Natural-language object grounding data
================================

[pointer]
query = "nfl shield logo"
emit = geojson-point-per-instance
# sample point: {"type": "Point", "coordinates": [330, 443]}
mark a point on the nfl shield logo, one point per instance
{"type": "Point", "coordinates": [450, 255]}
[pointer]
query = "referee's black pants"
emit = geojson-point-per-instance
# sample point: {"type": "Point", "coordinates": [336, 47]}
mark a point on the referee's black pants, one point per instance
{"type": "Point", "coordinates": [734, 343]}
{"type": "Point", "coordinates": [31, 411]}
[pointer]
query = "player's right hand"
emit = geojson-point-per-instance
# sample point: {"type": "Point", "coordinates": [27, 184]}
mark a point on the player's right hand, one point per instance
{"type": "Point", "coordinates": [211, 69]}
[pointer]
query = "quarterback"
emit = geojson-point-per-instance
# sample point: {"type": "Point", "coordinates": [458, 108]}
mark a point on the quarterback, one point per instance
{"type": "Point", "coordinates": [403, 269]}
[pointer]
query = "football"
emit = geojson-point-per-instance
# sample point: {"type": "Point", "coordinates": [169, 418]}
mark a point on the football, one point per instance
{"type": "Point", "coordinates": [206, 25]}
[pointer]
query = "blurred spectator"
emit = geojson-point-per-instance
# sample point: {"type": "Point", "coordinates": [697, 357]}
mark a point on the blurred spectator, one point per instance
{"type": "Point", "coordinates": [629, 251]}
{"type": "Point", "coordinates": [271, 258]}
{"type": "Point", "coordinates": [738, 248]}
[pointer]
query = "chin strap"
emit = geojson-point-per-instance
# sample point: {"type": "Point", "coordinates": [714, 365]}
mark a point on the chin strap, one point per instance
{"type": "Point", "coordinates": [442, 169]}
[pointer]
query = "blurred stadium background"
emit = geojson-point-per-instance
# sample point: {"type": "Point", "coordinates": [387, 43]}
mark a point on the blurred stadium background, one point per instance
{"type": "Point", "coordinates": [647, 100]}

================================

Each entry needs to be copied out exactly.

[pointer]
query = "nfl shield logo"
emit = geojson-point-per-instance
# sample point: {"type": "Point", "coordinates": [330, 443]}
mark a point on the nfl shield logo, one point per instance
{"type": "Point", "coordinates": [450, 255]}
[pointer]
query = "referee's black pants"
emit = geojson-point-per-instance
# sample point: {"type": "Point", "coordinates": [336, 47]}
mark a point on the referee's black pants, one point per instance
{"type": "Point", "coordinates": [734, 343]}
{"type": "Point", "coordinates": [31, 411]}
[pointer]
query = "player's right hand"
emit = geojson-point-per-instance
# sample point: {"type": "Point", "coordinates": [27, 184]}
mark a point on the player's right hand, one point per instance
{"type": "Point", "coordinates": [211, 69]}
[pointer]
query = "quarterback"
emit = geojson-point-per-instance
# sample point: {"type": "Point", "coordinates": [458, 108]}
mark a point on the quarterback, one point per instance
{"type": "Point", "coordinates": [403, 269]}
[pointer]
query = "football"
emit = geojson-point-per-instance
# sample point: {"type": "Point", "coordinates": [169, 418]}
mark a point on the football, one point per instance
{"type": "Point", "coordinates": [206, 25]}
[pointer]
query = "blurred spectator"
emit = geojson-point-per-instance
# sample point: {"type": "Point", "coordinates": [697, 357]}
mark a point on the blurred spectator, one point per instance
{"type": "Point", "coordinates": [629, 251]}
{"type": "Point", "coordinates": [271, 258]}
{"type": "Point", "coordinates": [738, 248]}
[pointer]
query = "chin strap"
emit = geojson-point-per-instance
# sample point: {"type": "Point", "coordinates": [714, 365]}
mark a point on the chin strap, one point per instance
{"type": "Point", "coordinates": [442, 169]}
[pointer]
query = "blurred stadium background"
emit = geojson-point-per-instance
# sample point: {"type": "Point", "coordinates": [387, 43]}
mark a point on the blurred stadium background, one point per instance
{"type": "Point", "coordinates": [647, 100]}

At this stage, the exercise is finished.